● **OBJECTIVE**:
Condense the paragraph of the book description below that begins "In Democratic Deals, Melissa Schwartzberg" into a short bulleted list that keeps its main facts.

● **SOURCE TEXT**:
start

Bargains—grand and prosaic—are a central fact of political life. The distribution of bargaining power affects the design of constitutions, the construction of party coalitions, legislative outcomes, judicial opinions, and much more. But can political bargaining be justified in theory? If it inevitably involves asymmetric power, is it anything more than the exercise of sublimated force, emerging from and reifying inequalities?

In Democratic Deals, Melissa Schwartzberg and Jack Knight defend bargaining against those who champion deliberation or compromise, showing that, under the right conditions and constraints, it can secure political equality and protect fundamental interests. The challenge, then, is to ensure that these conditions prevail. Drawing a sustained analogy to the private law of contracts—in particular, its concepts of duress and unconscionability—the authors articulate a set of procedural and substantive constraints on the bargaining process and analyze the circumstances under which unequal bargaining power might be justified in a democratic context. Institutions, Schwartzberg and Knight argue, can facilitate gains from exchange while placing meaningful limits on the exercise of unequal power.

Democratic Deals examines frameworks of just bargaining in a range of contexts—constitution-making and legislative politics, among judges and administrative agencies, across branches of government, and between the state and private actors in the course of plea deals. Bargaining is an ineradicable fact of political life. Schwartzberg and Knight show that it can also be essential for democracy.

end

(Dataset records about where objects are located)

start

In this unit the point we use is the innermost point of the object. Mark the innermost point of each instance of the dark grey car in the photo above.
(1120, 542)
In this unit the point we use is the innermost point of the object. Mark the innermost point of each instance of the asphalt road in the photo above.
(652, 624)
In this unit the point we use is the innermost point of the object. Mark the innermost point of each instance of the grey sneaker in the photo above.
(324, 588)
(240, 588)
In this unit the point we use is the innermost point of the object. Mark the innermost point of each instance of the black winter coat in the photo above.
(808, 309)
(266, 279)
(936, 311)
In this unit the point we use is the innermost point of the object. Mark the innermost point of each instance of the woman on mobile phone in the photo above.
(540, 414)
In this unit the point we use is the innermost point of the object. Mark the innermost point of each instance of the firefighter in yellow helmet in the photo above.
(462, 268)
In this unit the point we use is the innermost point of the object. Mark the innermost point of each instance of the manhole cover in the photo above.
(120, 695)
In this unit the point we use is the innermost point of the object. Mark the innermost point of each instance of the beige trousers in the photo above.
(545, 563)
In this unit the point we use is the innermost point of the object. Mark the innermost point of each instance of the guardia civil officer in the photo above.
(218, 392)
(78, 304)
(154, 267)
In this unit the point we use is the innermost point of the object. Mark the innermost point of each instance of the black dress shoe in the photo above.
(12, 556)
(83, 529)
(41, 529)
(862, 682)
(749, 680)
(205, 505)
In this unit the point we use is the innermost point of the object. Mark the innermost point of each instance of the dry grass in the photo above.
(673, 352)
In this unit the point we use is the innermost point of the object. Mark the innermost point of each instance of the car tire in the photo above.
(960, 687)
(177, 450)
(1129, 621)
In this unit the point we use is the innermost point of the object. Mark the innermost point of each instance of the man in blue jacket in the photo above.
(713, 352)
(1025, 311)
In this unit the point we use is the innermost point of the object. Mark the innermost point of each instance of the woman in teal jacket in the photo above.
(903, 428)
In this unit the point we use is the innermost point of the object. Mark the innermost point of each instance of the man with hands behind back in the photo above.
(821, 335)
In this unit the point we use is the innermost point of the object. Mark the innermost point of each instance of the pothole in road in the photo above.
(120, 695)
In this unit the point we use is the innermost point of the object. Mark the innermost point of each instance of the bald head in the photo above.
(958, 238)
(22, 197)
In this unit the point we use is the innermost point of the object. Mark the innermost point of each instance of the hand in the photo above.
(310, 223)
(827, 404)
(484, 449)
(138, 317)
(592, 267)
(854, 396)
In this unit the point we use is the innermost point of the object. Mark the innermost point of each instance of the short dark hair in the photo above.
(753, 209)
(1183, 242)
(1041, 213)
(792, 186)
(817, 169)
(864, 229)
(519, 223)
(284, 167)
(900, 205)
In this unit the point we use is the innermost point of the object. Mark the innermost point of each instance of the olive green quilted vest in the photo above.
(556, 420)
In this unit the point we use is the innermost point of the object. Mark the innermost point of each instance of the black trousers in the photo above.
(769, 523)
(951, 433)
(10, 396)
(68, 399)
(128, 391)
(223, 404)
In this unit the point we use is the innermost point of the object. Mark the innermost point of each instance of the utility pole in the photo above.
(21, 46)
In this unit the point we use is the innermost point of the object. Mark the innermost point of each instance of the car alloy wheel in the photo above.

end

● **RESULT OF THIS EXERCISE**:
- Melissa Schwartzberg and Jack Knight defend bargaining against advocates of deliberation or compromise.
- They show that, under the right conditions and constraints, bargaining can secure political equality and protect fundamental interests. The challenge is making sure those conditions prevail.
- Drawing on the private law of contracts, especially duress and unconscionability, they set out procedural and substantive constraints on bargaining.
- They analyze when unequal bargaining power might be justified in a democratic context.
- They argue that institutions can enable gains from exchange while meaningfully limiting the exercise of unequal power.